Data supplied:
— Begin —

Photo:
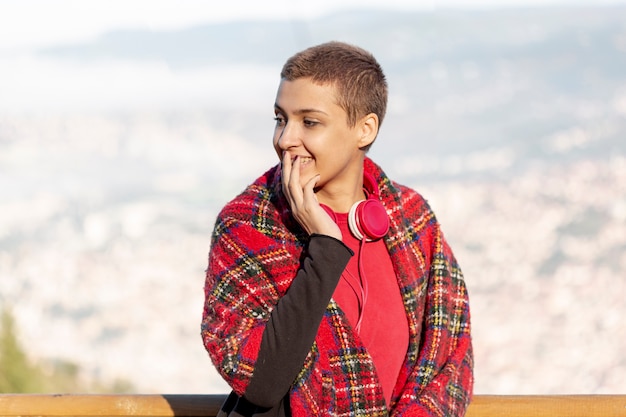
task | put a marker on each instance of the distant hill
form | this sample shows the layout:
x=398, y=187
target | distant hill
x=510, y=81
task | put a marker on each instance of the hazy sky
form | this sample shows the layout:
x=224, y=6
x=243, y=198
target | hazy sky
x=25, y=23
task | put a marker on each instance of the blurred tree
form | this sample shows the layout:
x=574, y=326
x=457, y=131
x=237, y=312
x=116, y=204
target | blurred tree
x=17, y=373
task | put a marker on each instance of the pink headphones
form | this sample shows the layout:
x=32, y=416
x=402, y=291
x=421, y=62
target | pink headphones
x=368, y=218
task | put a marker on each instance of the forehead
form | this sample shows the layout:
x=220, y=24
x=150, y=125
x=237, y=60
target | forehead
x=302, y=93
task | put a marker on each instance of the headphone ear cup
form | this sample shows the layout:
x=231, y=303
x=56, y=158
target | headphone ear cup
x=368, y=218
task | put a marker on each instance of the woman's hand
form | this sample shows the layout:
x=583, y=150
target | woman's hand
x=303, y=201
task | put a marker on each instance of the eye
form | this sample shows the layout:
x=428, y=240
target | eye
x=310, y=123
x=280, y=120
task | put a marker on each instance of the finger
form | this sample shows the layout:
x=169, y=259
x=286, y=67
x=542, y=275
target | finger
x=308, y=192
x=286, y=173
x=295, y=189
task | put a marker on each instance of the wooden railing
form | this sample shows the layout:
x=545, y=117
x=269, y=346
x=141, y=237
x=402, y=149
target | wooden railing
x=29, y=405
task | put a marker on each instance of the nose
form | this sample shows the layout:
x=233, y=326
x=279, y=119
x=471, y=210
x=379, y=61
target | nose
x=286, y=137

— End —

The task: Rewrite all of the lines above, changing every "put a marker on" to "place a dot on" and leaving everything else as it is. Don't include the pictures.

Complete answer:
Photo:
task | place a dot on each instance of the distant hill
form | this sample shows the layout:
x=398, y=187
target | distant hill
x=510, y=81
task | place a dot on each instance of the hazy sky
form | this sample shows the layout:
x=224, y=6
x=243, y=198
target | hazy sky
x=25, y=23
task | place a dot on each instance of the blurred tree
form | this sample shows the layout:
x=574, y=326
x=457, y=131
x=237, y=312
x=116, y=204
target | blurred tree
x=17, y=373
task | place a dot on each instance of the pink headphones
form | this sample shows the layout:
x=32, y=416
x=402, y=291
x=421, y=62
target | pink headphones
x=368, y=218
task | place a dot on each instance of the forehead
form | this sample shows the layout:
x=220, y=24
x=150, y=125
x=237, y=60
target | forehead
x=302, y=93
task | place a dot on each instance of the headphone ear cup
form | this sample shows the layout:
x=231, y=303
x=56, y=158
target | headphone ear cup
x=368, y=218
task | place a dot on each instance of the woman's hand
form | this sample shows the layout:
x=583, y=150
target | woman's hand
x=303, y=201
task | place a dot on each instance of the eye
form | this sample shows the layout:
x=428, y=240
target | eye
x=310, y=123
x=280, y=120
task | place a dot on each instance of the finger
form | this sample shows the layout:
x=169, y=259
x=286, y=67
x=542, y=275
target | finger
x=308, y=192
x=286, y=173
x=295, y=189
task | place a dot on each instance of the wooden railing
form | this sample shows the layout:
x=545, y=117
x=269, y=346
x=141, y=237
x=402, y=149
target | wooden railing
x=29, y=405
task | place a dot on each instance of the nose
form | this sample shows the layout:
x=233, y=326
x=279, y=119
x=471, y=210
x=379, y=61
target | nose
x=286, y=137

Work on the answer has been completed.